## GOAL OF THE EXERCISE:
Filter the rows below, copying out each line that contains the word "pedestal".

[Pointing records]
==========
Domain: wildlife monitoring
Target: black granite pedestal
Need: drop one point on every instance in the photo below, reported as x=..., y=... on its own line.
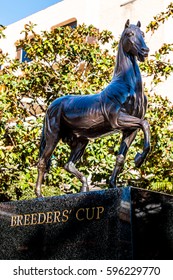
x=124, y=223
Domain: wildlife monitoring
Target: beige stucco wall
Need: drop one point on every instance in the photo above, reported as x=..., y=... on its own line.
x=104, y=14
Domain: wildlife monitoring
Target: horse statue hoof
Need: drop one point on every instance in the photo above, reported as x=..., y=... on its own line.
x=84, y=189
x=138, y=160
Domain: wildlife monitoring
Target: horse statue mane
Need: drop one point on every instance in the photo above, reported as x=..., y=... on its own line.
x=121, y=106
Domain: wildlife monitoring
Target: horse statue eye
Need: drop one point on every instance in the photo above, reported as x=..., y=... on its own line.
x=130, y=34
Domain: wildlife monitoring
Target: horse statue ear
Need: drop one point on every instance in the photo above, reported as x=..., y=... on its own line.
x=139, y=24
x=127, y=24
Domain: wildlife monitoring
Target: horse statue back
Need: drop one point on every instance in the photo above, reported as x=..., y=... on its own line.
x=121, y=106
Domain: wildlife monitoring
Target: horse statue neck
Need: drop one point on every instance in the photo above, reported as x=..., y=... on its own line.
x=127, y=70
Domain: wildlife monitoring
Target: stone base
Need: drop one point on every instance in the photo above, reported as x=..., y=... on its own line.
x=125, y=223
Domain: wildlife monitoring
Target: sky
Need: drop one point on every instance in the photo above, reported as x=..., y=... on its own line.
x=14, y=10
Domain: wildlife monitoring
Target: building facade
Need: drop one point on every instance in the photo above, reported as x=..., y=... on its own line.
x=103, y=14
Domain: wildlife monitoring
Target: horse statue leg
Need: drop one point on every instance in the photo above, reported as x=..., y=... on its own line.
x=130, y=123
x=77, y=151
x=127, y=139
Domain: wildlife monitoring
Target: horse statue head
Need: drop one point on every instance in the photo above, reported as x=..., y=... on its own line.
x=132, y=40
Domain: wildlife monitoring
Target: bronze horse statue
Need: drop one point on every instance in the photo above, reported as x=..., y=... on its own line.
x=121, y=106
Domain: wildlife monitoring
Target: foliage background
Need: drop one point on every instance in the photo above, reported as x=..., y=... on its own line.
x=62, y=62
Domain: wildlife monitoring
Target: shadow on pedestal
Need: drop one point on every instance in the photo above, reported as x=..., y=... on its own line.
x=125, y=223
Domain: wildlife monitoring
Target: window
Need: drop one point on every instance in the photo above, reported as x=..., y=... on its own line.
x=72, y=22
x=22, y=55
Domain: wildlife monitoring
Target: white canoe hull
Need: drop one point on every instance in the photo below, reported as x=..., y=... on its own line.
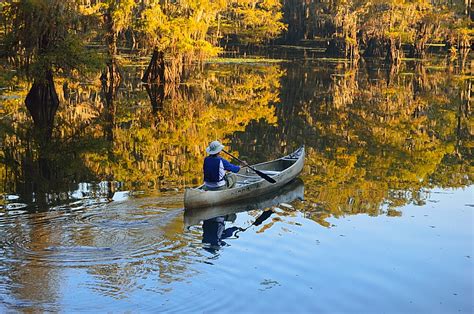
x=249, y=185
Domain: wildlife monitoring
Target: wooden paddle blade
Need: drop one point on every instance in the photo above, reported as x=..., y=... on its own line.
==========
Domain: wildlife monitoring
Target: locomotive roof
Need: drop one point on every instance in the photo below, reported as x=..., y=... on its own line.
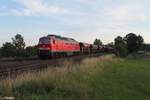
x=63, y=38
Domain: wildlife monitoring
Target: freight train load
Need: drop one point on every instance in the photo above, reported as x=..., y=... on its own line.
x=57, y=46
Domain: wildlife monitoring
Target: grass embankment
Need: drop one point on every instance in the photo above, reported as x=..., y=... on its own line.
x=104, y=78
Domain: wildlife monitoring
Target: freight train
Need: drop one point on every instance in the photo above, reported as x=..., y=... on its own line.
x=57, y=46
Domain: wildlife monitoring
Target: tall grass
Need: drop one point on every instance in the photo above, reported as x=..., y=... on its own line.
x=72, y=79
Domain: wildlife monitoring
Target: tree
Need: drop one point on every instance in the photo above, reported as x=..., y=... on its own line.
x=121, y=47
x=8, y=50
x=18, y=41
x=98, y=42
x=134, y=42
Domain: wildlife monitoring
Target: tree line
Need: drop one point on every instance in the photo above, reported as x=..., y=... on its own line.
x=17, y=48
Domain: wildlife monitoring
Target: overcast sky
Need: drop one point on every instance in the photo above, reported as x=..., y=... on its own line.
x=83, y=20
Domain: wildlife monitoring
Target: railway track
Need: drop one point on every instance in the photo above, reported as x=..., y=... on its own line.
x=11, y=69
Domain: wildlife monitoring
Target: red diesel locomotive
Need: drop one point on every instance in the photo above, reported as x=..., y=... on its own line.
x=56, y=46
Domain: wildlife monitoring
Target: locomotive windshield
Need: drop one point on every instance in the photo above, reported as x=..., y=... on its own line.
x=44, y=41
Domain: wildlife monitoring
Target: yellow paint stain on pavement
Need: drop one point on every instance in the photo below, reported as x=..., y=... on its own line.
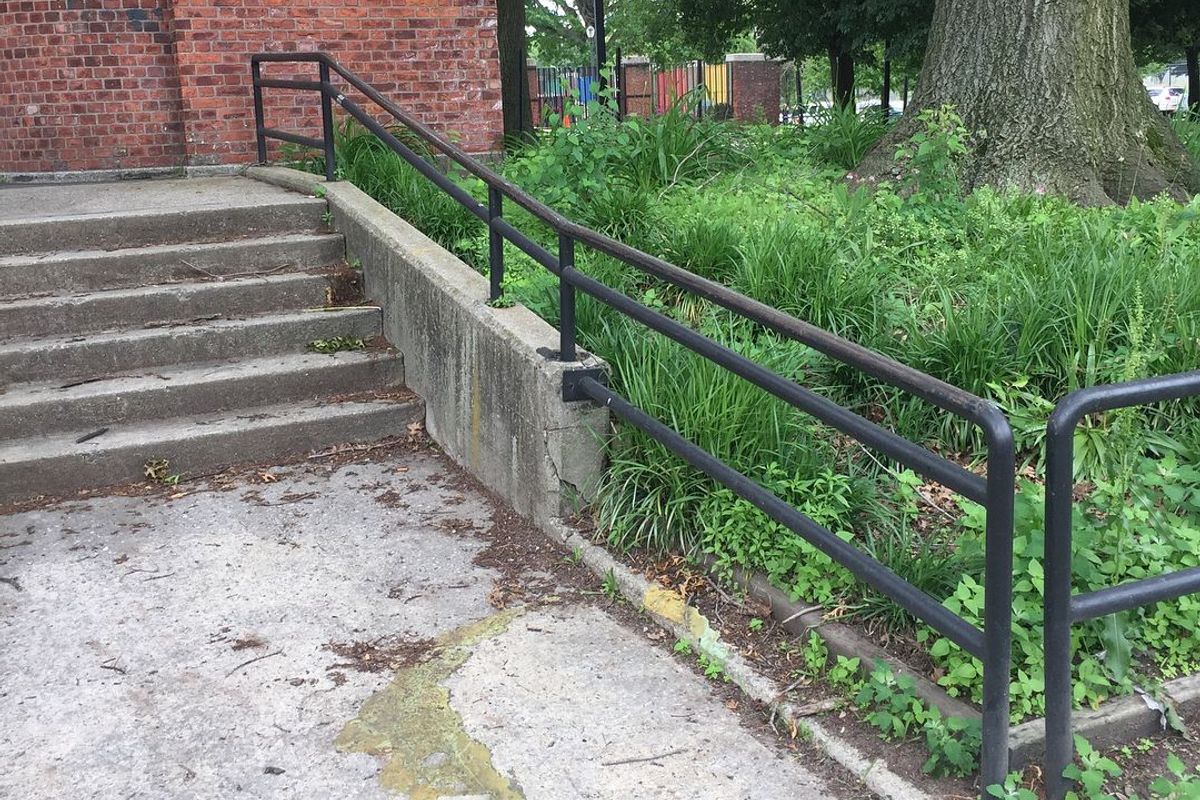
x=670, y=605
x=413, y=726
==========
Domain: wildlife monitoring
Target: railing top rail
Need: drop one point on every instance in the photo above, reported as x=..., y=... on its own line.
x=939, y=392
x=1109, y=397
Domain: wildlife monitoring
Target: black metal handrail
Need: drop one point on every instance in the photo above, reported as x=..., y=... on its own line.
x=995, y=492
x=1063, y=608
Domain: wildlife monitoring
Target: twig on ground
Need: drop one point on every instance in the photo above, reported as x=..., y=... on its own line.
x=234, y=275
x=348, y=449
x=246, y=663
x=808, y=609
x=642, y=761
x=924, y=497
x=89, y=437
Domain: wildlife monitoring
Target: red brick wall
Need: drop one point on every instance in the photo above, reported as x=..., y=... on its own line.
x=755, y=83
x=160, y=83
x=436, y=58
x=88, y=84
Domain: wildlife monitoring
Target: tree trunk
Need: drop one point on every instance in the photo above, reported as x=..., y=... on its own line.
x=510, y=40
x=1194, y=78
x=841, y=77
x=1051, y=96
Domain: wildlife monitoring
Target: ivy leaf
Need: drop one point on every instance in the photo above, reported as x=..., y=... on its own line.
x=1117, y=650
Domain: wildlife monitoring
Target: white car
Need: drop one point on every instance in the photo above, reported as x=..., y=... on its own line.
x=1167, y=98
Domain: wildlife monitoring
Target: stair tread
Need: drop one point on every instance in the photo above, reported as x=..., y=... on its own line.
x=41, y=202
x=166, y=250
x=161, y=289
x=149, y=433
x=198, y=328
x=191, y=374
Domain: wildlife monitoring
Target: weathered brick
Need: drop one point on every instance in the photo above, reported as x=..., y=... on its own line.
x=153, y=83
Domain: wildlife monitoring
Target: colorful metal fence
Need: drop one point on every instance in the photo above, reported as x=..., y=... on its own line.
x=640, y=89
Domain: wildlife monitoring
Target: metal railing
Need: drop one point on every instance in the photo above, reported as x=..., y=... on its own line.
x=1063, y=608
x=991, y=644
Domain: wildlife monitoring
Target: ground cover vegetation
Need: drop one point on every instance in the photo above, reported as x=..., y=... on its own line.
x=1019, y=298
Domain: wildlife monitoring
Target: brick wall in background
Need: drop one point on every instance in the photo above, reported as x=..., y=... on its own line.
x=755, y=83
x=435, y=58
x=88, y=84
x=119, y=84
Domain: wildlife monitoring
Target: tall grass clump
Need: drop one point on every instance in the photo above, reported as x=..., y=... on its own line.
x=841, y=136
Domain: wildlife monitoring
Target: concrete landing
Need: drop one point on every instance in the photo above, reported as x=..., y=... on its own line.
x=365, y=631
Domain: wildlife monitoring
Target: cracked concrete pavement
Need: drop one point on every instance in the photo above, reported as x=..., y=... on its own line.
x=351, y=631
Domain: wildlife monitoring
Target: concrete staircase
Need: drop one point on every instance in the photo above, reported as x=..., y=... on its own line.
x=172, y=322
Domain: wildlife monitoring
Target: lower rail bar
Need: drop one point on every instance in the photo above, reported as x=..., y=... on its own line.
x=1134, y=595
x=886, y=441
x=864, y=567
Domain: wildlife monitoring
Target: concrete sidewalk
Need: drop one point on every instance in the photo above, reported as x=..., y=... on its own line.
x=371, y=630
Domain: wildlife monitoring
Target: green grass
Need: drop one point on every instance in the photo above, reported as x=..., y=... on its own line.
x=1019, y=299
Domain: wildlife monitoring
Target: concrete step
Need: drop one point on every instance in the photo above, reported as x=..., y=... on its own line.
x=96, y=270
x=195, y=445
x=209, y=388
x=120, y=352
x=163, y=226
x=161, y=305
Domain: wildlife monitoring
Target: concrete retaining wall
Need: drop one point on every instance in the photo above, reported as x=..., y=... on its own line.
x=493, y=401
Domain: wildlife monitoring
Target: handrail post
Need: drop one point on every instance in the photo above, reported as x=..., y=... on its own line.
==========
## TASK RESULT:
Target: black granite pedestal
Target: shadow on pedestal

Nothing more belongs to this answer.